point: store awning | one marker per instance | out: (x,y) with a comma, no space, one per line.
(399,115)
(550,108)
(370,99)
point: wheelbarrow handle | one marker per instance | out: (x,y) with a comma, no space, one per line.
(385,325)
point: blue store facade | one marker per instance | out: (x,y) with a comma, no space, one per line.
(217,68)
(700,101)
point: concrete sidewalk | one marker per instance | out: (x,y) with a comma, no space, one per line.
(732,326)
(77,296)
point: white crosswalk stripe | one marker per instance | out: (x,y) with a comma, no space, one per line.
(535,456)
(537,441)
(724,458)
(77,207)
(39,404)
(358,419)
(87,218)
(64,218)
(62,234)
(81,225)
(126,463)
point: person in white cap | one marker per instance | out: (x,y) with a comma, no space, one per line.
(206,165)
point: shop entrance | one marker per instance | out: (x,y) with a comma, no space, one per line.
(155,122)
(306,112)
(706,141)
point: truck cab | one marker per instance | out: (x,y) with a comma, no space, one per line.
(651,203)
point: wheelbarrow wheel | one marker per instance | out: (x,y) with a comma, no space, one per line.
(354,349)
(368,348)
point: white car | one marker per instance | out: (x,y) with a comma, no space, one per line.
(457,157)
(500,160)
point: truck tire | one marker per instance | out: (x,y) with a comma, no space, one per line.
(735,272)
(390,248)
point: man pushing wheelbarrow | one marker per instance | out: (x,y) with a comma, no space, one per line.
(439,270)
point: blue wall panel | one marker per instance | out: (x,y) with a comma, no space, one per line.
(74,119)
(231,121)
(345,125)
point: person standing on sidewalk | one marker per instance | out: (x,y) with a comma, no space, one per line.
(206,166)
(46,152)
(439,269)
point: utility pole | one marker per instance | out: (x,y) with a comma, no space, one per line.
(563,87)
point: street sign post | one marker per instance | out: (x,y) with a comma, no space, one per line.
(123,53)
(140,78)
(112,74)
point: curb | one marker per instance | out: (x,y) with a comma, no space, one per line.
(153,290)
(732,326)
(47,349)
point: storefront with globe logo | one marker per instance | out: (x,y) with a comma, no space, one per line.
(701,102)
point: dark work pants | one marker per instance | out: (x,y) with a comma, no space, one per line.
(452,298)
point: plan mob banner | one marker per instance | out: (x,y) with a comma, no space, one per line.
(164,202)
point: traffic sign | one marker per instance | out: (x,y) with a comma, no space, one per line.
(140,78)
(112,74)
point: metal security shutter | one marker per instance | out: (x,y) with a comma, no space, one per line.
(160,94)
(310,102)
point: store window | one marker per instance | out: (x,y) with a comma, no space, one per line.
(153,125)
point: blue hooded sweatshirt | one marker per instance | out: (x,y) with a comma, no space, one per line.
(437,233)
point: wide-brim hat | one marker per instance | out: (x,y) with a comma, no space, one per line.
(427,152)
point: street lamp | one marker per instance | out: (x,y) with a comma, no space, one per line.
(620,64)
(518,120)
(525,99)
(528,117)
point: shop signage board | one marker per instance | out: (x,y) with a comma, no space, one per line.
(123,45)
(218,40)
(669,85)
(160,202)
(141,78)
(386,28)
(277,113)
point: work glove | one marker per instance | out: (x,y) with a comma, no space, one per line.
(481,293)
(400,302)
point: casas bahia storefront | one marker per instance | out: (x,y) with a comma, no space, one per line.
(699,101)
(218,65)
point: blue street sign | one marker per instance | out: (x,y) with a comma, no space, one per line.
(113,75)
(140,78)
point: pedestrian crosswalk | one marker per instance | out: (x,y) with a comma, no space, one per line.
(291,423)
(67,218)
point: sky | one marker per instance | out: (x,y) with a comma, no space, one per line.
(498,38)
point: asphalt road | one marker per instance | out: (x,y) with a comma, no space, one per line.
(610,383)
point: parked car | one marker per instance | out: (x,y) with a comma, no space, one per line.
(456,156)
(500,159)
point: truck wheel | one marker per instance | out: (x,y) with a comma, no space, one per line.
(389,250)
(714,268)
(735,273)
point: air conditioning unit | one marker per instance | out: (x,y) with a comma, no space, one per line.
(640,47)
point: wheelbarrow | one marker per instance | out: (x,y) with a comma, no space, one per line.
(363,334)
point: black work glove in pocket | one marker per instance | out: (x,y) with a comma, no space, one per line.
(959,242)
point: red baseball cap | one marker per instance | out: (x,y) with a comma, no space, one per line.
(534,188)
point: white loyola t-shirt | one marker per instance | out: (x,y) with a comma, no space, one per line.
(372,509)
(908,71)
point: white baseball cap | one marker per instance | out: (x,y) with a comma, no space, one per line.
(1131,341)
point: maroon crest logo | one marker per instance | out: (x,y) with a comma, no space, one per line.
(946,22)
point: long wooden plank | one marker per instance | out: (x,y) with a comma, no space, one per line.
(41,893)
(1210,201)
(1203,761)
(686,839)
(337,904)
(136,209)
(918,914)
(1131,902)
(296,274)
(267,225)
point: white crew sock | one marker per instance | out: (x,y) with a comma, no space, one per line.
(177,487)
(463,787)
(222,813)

- _Your task_:
Your task is to write out every record exactly.

- _Exercise result_:
point: store awning | one marker per instance | out: (x,y) with a comma, no space, one per line.
(399,115)
(550,108)
(370,99)
point: wheelbarrow handle | one marker per instance | out: (x,y) with a comma, no space, one per line.
(385,325)
point: blue store facade | one marker per instance | out: (x,y) with a comma, no space, one per line.
(217,68)
(700,101)
point: concrete sidewalk | one marker per instance | out: (x,y) with a comma, no space, one per line.
(732,326)
(77,296)
point: white crosswalk stripe | one marker per instance | out: (x,y) with a comma, no space, one per line.
(535,456)
(537,441)
(724,458)
(77,207)
(39,404)
(358,419)
(87,218)
(64,218)
(62,234)
(81,225)
(126,463)
point: person in white cap | one marker per instance | out: (x,y) with a comma, no space, one per line.
(206,165)
point: shop entrance | one marker per instance | out: (x,y) with a comma, no space, one per line.
(155,122)
(306,112)
(706,141)
point: truck cab | one marker per instance | out: (x,y) with a comma, no space, one per line.
(651,203)
point: wheelbarrow wheel | one marker per instance | out: (x,y) with a comma, no space, one per line.
(354,349)
(368,348)
point: white car | one marker per instance | out: (x,y) with a comma, no space, one per line.
(457,157)
(500,160)
point: truck tire | one marker per instance | out: (x,y) with a comma, no space, one per line.
(735,272)
(390,248)
point: man pushing wheelbarrow | one marker per instance | out: (x,y) with a comma, no space, one per line.
(439,270)
point: blue wall panel | one marker per instance | out: (x,y) with a comma, no space, one per line.
(74,119)
(231,121)
(345,125)
point: person standing on sidewalk | one marker per instance | out: (x,y) with a comma, no space, one per line.
(206,166)
(46,152)
(439,269)
point: utility pole | one marker per instance | out: (x,y) with a comma, no space, one per line.
(563,87)
point: street sign post | one marker per instance | out: (x,y) with a comma, no space, one per line.
(123,53)
(140,78)
(112,74)
point: curb | one marker per instance | out: (x,y) with a comma, no space, one per line.
(153,290)
(732,326)
(47,349)
point: storefront with globe logo | one marker per instance | out: (x,y) with a comma, no space, one per line.
(701,102)
point: dark work pants | one marker per instance | out: (x,y) with a comma, no space, one per line.
(452,298)
point: plan mob banner | one marker per instance | out: (x,y) with a comma, no space, one per line.
(164,202)
point: traffic sign | one marker per instance | out: (x,y) with a comma, no space, one per line.
(140,78)
(112,74)
point: metal security shutter | one marker per instance | out: (x,y) with a comma, no space, one per line.
(160,94)
(310,102)
point: store window | one marker per instance | out: (x,y) with a comma, no space, one per line.
(153,125)
point: blue hooded sweatshirt | one marker per instance | out: (x,y) with a comma, no space, one per line.
(437,233)
point: wide-brim hat | one marker per instance | out: (x,y) with a comma, no space, one per line.
(427,152)
point: street lamp | one marker per instance | out: (x,y) with a comma, no space, one per line.
(620,64)
(518,120)
(525,99)
(528,117)
point: shop signage board | one marker per instance | out: (x,y) with a comma, no space, one per line.
(123,45)
(218,40)
(669,85)
(160,202)
(141,78)
(386,28)
(277,113)
point: work glove | one marker per instance | out: (x,y) with a comma, no space, one per line.
(481,293)
(400,302)
point: casas bahia storefront | one marker per instance | out: (x,y) with a comma, no space, one per line.
(699,101)
(218,65)
point: blue street sign | one marker per instance | out: (x,y) with a comma, no space, one per line.
(113,75)
(140,78)
point: pedestrian crosswalk | one marker per instance | out: (x,y) with a comma, no space, one per line.
(291,423)
(67,218)
point: sky | one marker per instance | out: (x,y) with a comma, no space, one per line.
(498,38)
point: asphalt road | one marker per instance | out: (x,y) with a comma, no space, one per line.
(610,383)
point: parked car | one marker per instance | out: (x,y) with a comma, no space, one per line.
(456,156)
(500,159)
point: truck wheel | one marker per instance | out: (x,y) with a comma, no space, one per line.
(389,250)
(714,268)
(735,273)
point: air conditioning unit | one marker per instance | out: (x,y) with a comma, no space, one per line.
(640,47)
point: wheelbarrow | one marker per instance | out: (x,y) with a comma, no space, one per line.
(363,334)
point: black work glove in pocket | one marker per instance | out: (x,y) with a comma, no space, one per line.
(959,242)
point: red baseball cap | one marker per instance | out: (x,y) with a comma, no space, one per line.
(534,188)
point: white loyola t-shirt | one marker per instance | out: (x,y) with a comma, no space, one per line.
(372,509)
(908,71)
point: white baseball cap | one marker per instance | out: (x,y) with a comma, no space, one per line.
(1131,341)
point: maroon crest logo | one marker per instance | out: (x,y) with a comma, no space, one per line.
(946,22)
point: long wooden plank | one marker per instance | out: (x,y) with a comma, no space, one per line.
(41,893)
(1210,201)
(1203,761)
(686,839)
(337,904)
(136,209)
(918,914)
(1131,902)
(296,274)
(267,225)
point: white crew sock | one marker per instance | out: (x,y) with a comma, no space, one per line.
(177,487)
(463,787)
(222,813)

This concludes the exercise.